** Excerpted passage **
* * * * * * *

Copy of Photosynthesis - Light Reactions (5/28/2026)

Last updated about 2 hours ago

17 questions

Copy of Photosynthesis - Light Reactions (5/28/2026)

Last updated about 2 hours ago

17 questions

Each set of questions has a piece of an article that discusses the light reactions of photosynthesis that accompany them. Use the pieces of the article (there is one question that has a diagram) to assist you in answering each question. Please spell each answer the same way that the article does.

The Light Reactions 
Light-Dependent Reactions
Photosynthesis is the biochemical process by which sunlight, oxygen, and water are converted into energy contained in chemical bonds of carbohydrates. Photosynthetic organisms include green plants, algae, and certain species of bacteria. These organisms are key elements in the cycles of life on Earth, since all atmospheric oxygen and a large quantity of food come from photosynthesis.

The two main processes of photosynthesis involve a series of energy-fixing (light) reactions and a series of carbon-fixing (dark) reactions. In light reactions, energy from sunlight is trapped in the chemical bonds of ATP, while in the second process, this ATP is used to form carbohydrate molecules. The dark reactions are the subject of the next article.

Photosynthesis takes place inside chloroplasts in specialized membranes called thylakoids. The process of photosynthesis begins with the sun's light energy. This energy enters leaf cells and is absorbed and transferred to a series of chlorophyll molecules within a complex cluster called a photosystem. The first photosystem involved in this transfer is photosystem II, and this photosystem contains chlorophyll molecules that absorb light that has a wavelength of 680 nanometers (nm).

When the complex in photosystem II is activated by light energy, it gives up electrons, which are then absorbed by an electron acceptor. This electron acceptor is part of what is called an energy transfer system, through which the electrons move until they reach photosystem I. During these transfers, hydrogen ions are pumped from the stroma into the interior of the thylakoid. As hydrogen ions lead back across the membrane through special carrier proteins called ATPases, ADP is phosphorylated, forming ATP (ADP → ATP).

* * * * * * *

** Source data **

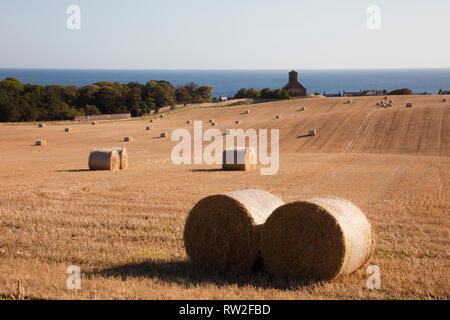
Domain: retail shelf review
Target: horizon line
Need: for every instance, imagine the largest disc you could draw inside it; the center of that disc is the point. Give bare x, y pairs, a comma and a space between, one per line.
171, 69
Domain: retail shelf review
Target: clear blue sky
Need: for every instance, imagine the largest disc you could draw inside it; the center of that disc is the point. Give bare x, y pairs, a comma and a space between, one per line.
232, 34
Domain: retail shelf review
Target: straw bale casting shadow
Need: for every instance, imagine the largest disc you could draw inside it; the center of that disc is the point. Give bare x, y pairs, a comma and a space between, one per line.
185, 273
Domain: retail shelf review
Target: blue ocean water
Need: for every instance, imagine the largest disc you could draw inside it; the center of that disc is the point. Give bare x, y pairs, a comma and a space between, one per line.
227, 82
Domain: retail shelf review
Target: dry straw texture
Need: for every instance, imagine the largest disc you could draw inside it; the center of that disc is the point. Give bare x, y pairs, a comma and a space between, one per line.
106, 159
123, 156
239, 159
41, 142
223, 231
320, 239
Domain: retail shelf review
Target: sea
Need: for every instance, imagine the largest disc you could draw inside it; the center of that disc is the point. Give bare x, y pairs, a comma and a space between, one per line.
228, 82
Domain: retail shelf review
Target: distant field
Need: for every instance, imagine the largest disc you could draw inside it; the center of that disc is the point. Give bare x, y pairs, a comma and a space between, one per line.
124, 229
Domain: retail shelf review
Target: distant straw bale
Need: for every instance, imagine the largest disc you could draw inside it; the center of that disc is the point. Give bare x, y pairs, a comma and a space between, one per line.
41, 142
123, 156
104, 160
239, 159
223, 232
319, 239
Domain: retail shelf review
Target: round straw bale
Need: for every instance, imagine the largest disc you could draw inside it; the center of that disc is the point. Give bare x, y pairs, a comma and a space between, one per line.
123, 156
223, 231
41, 142
104, 160
319, 239
242, 159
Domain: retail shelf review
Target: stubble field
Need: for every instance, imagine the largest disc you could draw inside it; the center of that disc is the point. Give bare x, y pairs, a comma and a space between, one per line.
124, 229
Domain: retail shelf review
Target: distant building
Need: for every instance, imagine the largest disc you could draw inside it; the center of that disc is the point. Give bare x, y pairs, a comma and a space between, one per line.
294, 87
331, 95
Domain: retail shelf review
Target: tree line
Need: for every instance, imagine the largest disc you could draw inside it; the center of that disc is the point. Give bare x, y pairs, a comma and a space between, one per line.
278, 94
33, 102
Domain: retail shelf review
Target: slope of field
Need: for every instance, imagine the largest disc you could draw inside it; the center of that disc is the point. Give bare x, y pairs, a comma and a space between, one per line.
124, 229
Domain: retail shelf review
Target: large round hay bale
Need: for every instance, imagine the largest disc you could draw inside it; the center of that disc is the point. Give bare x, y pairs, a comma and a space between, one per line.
223, 231
123, 156
320, 239
239, 159
104, 160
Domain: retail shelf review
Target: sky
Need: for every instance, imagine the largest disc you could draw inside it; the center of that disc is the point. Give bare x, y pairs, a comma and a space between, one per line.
232, 34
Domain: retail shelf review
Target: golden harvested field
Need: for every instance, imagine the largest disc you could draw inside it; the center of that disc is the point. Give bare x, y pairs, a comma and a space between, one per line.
125, 228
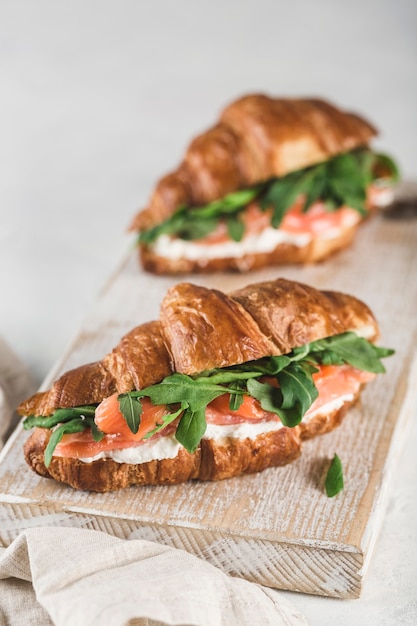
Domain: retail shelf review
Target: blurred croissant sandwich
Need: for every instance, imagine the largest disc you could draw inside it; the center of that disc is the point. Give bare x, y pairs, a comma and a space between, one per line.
274, 181
219, 386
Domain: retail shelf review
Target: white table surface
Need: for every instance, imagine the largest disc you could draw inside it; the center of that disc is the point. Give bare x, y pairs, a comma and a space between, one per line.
98, 100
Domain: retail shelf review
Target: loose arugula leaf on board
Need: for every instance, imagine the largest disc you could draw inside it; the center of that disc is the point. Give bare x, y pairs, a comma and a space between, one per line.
334, 482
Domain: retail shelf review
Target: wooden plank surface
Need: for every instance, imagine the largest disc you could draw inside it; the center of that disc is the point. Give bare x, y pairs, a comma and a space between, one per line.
278, 527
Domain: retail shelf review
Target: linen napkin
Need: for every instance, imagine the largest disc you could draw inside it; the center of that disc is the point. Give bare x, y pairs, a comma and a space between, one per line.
86, 577
73, 576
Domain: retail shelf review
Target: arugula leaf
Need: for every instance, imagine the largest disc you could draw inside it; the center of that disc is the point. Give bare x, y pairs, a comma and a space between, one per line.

* * * * * * *

** To do **
[1] In the light reactions page, reproduce the part from "Each set of" to "come from photosynthesis.", substituting "land plants" for "green plants".
[2] Check each statement against the light reactions page and answer yes or no, quoting the words that decide it: (a) The chlorophyll in photosystem II absorbs light with a wavelength of 680 nanometers. (b) Hydrogen ions are pumped from the interior of the thylakoid into the stroma. (c) The dark reactions are covered in this same article.
[3] Carry on the light reactions page from where it stops.

** Task responses **
[1]
Each set of questions has a piece of an article that discusses the light reactions of photosynthesis that accompany them. Use the pieces of the article (there is one question that has a diagram) to assist you in answering each question. Please spell each answer the same way that the article does.

The Light Reactions 
Light-Dependent Reactions
Photosynthesis is the biochemical process by which sunlight, oxygen, and water are converted into energy contained in chemical bonds of carbohydrates. Photosynthetic organisms include land plants, algae, and certain species of bacteria. These organisms are key elements in the cycles of life on Earth, since all atmospheric oxygen and a large quantity of food come from photosynthesis.

[2]
(a) Yes: "this photosystem contains chlorophyll molecules that absorb light that has a wavelength of 680 nanometers (nm)."
(b) No: "hydrogen ions are pumped from the stroma into the interior of the thylakoid."
(c) No: "The dark reactions are the subject of the next article."

[3]
Now photosynthesis continues. Light energy is absorbed by photosystem I, which chlorophyll pigments absorb light energy that measures 700 nm. Once again, energy is transmitted by the chlorophyll in the complex, and an electron is given off to an electron acceptor, ferredoxin.

The electron acceptor then transfers the electrons to a molecule of nicotinamide adenine dinucleotide phosphate, or NADP, which takes on a hydrogen ion to become NADPH (NADP + H → NADPH). NADPH is used in carbon fixation, discussed in the next article.

We complete the process of photosynthesis by referring back to the original P680 molecule, which has lost an electron that must be replaced. A water molecule breaks down, forming free hydrogen ions (H+) and diatomic oxygen (O2), and contributing an electron to the P680 complex. The oxygen is released to the atmosphere.

Chemiosmosis is the mechanism through which ATP is produced in the chloroplast of the plant cell. Light energy enters a specific chlorophyll molecule of photosystem II, and then we see energy flow as this energy moves into photosystem I. All of this takes place within the thylakoid membrane. During this transferal of energy, there is hydrogen ion (H+) flow across the membrane, from the stroma into the thylakoid space.

As hydrogen ions (H+) move back into the stroma, they travel through an enzyme called ATP synthetase (also called ATP synthase). The hydrogen ion flow coincides with teh formation of molecules of ATP from ADP. The ATP formed in chemiosmosis is an essential factor in the carbon-fixing reactions of photosynthesis.